Stated problem 1: Transcribe the passage on The Good Old Naughty Days, everything from "- Cover of US" down to "theatrically released before.".
Stated problem 2: Write the next part of the passage on The Good Old Naughty Days, picking up after its last sentence.

Selected text:
-*-

- Cover of US DVD
- Directed by: Michel Reilhac
- Release date: 20 May 2002 (Cannes Film Festival);
- Running time: 69 minutes
- Country: France
- Language: French

= The Good Old Naughty Days =

The Good Old Naughty Days (Polissons et galipettes, lit. 'Rascals and somersaults') is a compilation from over 300 recently discovered film clips from silent hardcore pornographic films made between 1905 and 1930, re-edited by director Michel Reilhac, released in 2002, with a new soundtrack by Eric Le Guen. Most of the films were made in France and were intended to be shown in brothels. The collection also includes a pornographic animation from the United States, Eveready Harton in Buried Treasure, made by unknown artists in or around 1928 and never theatrically released before.

-*-

Recorded data:
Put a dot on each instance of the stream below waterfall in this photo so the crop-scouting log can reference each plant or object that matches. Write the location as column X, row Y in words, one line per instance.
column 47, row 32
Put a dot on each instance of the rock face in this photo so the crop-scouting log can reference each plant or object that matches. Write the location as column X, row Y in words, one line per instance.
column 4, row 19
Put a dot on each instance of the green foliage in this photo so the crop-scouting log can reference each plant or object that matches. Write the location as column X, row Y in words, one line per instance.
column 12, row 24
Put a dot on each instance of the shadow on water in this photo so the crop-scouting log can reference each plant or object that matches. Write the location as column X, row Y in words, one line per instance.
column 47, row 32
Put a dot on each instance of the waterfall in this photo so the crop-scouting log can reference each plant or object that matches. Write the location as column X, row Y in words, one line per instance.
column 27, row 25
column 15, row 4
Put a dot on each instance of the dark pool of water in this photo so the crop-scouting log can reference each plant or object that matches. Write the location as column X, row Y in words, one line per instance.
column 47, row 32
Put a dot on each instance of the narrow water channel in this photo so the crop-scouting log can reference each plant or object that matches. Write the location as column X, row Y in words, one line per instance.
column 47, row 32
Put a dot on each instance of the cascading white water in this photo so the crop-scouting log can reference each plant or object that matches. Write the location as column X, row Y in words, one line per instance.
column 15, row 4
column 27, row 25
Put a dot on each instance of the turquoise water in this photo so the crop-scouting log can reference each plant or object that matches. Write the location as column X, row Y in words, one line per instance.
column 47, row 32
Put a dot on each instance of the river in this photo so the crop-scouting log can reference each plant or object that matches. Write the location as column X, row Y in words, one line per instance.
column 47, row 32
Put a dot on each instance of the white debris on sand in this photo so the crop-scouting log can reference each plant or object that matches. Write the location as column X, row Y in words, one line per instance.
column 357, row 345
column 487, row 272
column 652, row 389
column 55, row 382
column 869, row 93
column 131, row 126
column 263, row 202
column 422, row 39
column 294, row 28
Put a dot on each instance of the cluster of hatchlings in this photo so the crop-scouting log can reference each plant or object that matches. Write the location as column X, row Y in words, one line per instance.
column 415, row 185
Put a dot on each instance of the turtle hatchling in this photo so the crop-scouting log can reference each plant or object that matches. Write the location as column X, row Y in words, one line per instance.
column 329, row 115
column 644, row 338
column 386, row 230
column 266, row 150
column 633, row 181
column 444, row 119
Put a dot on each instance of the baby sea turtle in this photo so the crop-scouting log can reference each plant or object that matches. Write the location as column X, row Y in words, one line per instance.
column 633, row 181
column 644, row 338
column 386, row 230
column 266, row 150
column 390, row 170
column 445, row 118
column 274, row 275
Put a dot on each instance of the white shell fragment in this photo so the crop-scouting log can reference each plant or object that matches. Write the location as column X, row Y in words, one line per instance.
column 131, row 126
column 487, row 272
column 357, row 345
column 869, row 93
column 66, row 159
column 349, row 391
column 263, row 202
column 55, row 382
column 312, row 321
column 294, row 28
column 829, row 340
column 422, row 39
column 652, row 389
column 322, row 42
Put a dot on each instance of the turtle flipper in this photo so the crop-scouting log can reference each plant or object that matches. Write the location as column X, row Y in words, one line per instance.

-*-

Reply 1:
- Cover of US DVD
- Directed by: Michel Reilhac
- Release date: 20 May 2002 (Cannes Film Festival);
- Running time: 69 minutes
- Country: France
- Language: French

= The Good Old Naughty Days =

The Good Old Naughty Days (Polissons et galipettes, lit. 'Rascals and somersaults') is a compilation from over 300 recently discovered film clips from silent hardcore pornographic films made between 1905 and 1930, re-edited by director Michel Reilhac, released in 2002, with a new soundtrack by Eric Le Guen. Most of the films were made in France and were intended to be shown in brothels. The collection also includes a pornographic animation from the United States, Eveready Harton in Buried Treasure, made by unknown artists in or around 1928 and never theatrically released before.

Reply 2:
Themes covered include pornographic adaptations of classics such as Madame Butterfly, precursors of pornography clichés such as the encounter between the "musketeer" and the milkmaid, stock characters such as lascivious nuns and priests, and footage showing bestiality (sexual acts with non-human animals), which according to the film-maker Michel Reilhac shows that "the modern porn industry did not invent anything – everything had already been filmed by our great-grandparents."

At the time of its release (2003) it was the first R18 film to be rated for display in cinemas in the United Kingdom for over ten years, despite its contents, partly due to its 'classic' style and age and as "historical footage".

==List of films==
Films with clips included:
- Combing her hair (1905)
- L'atelier faiminette (1921)
- Mr. Abbott Bitt at convent (1925)
- La fesseé à l'école = School of spanking (1925)
- Mousquetaire au restaurant = Musketeer's dinner (1920)
- La voyeuse = The voyeur (1924)
- Miss Butterfly (1925)
- Agenor fait un levage = Agenor is picking up (1925)
- Homework (1920)
- Teatime (1925)
- Massages (1930)
- Buried treasure (1925)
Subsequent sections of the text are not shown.